*INSTRUCTIONS FOR THE TASK:* The response should contain every entry, reproduced exactly.

*INFORMATION GIVEN:*
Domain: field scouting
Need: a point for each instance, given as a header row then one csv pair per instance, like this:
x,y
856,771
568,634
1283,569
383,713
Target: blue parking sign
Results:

*ANSWER SPACE:*
Domain: field scouting
Need: a point for each instance, given as a header row then one csv pair per instance, like this:
x,y
856,771
568,634
1283,569
383,713
Target: blue parking sign
Results:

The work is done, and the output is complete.